Given problem :: Extract every line below that contains the word "head" and copy each one in full. Case counts.

— START —

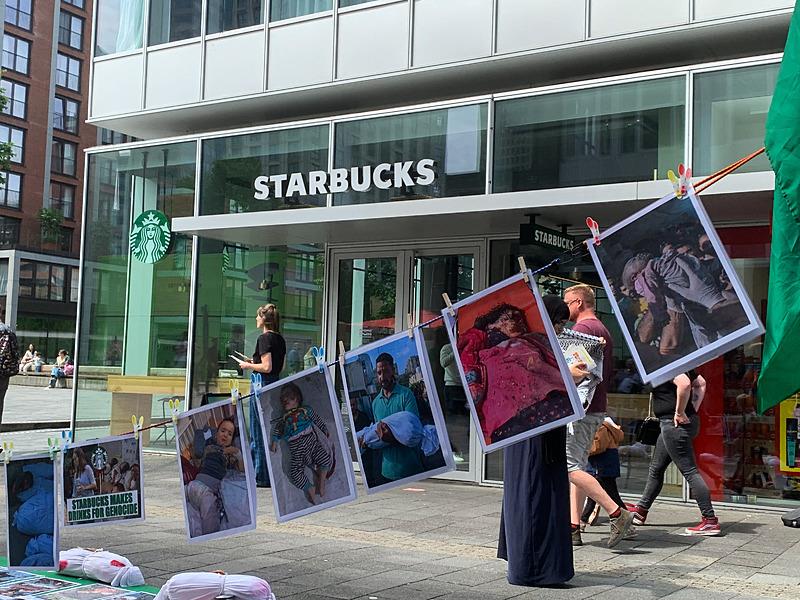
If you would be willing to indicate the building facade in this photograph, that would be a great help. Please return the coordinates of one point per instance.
(352, 161)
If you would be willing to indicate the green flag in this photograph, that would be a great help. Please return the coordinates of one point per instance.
(780, 371)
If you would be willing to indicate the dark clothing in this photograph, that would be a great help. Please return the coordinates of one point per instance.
(665, 398)
(274, 343)
(594, 326)
(534, 521)
(675, 445)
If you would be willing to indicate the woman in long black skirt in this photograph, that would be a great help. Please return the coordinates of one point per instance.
(534, 523)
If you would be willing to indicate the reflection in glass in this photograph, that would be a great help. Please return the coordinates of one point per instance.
(226, 15)
(611, 134)
(455, 138)
(133, 333)
(288, 9)
(233, 281)
(119, 25)
(232, 164)
(730, 110)
(173, 20)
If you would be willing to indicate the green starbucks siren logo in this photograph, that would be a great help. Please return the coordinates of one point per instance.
(150, 236)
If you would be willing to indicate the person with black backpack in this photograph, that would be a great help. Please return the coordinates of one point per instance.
(9, 361)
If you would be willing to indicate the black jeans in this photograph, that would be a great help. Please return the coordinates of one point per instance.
(675, 445)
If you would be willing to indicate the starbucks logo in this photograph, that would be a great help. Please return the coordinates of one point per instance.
(150, 236)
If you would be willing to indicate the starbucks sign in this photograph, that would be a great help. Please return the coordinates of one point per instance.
(150, 236)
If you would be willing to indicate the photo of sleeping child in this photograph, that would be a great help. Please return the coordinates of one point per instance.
(308, 462)
(396, 418)
(31, 528)
(218, 481)
(511, 364)
(675, 294)
(102, 481)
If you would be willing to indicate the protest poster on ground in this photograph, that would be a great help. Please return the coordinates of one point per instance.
(309, 464)
(673, 289)
(103, 481)
(512, 367)
(31, 512)
(219, 491)
(395, 414)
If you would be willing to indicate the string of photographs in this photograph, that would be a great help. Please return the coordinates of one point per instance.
(676, 296)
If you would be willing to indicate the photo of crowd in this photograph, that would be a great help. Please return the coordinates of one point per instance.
(396, 418)
(218, 481)
(677, 297)
(308, 462)
(511, 364)
(102, 481)
(31, 512)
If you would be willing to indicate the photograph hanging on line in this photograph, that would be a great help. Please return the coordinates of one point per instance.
(309, 465)
(34, 587)
(103, 481)
(673, 289)
(219, 491)
(511, 364)
(31, 512)
(395, 414)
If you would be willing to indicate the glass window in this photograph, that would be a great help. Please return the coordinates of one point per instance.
(139, 312)
(11, 190)
(730, 110)
(16, 53)
(62, 198)
(225, 15)
(430, 154)
(63, 157)
(68, 72)
(232, 282)
(70, 30)
(17, 98)
(611, 134)
(66, 114)
(118, 26)
(231, 166)
(16, 137)
(287, 9)
(9, 232)
(174, 20)
(18, 12)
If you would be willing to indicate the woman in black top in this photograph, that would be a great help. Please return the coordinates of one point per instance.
(267, 365)
(673, 404)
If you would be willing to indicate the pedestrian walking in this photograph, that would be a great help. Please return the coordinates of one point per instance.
(675, 404)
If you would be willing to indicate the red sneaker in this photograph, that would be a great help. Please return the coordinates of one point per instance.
(708, 526)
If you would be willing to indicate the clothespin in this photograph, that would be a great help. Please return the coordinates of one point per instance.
(52, 447)
(523, 268)
(137, 425)
(8, 452)
(449, 304)
(594, 227)
(319, 354)
(681, 181)
(175, 409)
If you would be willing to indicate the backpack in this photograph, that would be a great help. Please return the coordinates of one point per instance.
(9, 354)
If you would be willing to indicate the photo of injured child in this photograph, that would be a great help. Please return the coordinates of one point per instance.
(395, 415)
(102, 481)
(307, 453)
(31, 528)
(218, 481)
(675, 294)
(511, 364)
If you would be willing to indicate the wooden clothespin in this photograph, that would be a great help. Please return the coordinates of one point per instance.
(523, 269)
(137, 425)
(594, 227)
(449, 304)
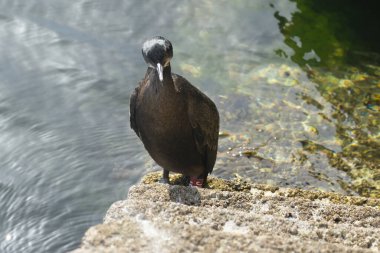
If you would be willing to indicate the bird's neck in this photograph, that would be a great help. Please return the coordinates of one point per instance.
(167, 75)
(168, 72)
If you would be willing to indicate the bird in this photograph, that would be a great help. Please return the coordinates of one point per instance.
(177, 123)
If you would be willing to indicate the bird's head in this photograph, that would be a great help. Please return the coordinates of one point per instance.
(157, 53)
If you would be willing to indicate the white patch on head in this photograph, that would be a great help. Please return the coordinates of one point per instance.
(150, 43)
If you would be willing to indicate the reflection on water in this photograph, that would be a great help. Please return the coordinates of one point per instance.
(296, 109)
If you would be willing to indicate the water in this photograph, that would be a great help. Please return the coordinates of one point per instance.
(68, 68)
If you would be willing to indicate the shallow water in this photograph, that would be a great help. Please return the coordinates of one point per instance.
(293, 114)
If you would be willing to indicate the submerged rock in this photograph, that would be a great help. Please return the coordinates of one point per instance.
(257, 218)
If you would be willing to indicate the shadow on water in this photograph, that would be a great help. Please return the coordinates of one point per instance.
(295, 82)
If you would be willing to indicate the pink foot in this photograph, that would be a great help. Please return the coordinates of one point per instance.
(196, 182)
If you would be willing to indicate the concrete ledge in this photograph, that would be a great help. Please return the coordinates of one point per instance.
(258, 218)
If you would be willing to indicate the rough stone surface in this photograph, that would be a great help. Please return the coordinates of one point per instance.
(174, 218)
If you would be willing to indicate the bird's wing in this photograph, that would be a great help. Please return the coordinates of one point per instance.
(132, 109)
(204, 119)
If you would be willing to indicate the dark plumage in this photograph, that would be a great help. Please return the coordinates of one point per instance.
(177, 123)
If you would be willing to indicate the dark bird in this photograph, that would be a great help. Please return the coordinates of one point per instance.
(176, 122)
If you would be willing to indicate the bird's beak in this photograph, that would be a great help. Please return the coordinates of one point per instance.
(160, 71)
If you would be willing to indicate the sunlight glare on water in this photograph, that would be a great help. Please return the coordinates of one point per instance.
(291, 114)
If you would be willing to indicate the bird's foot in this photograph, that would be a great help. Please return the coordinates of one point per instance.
(165, 177)
(198, 182)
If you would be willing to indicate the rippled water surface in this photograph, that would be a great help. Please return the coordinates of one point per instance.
(297, 86)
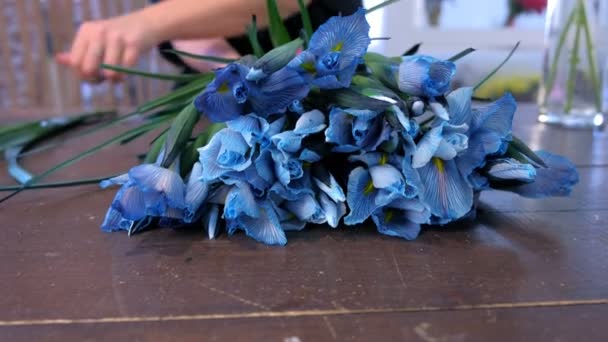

— END —

The reply ::
If you would be willing to indicate the bird's head in this photograph, that would be a great help. Please return the coordinates of one point per instance.
If you would be willing to indicate the white patch on head in this photograph, that would be a great help. Please return the coordinates of one point per instance.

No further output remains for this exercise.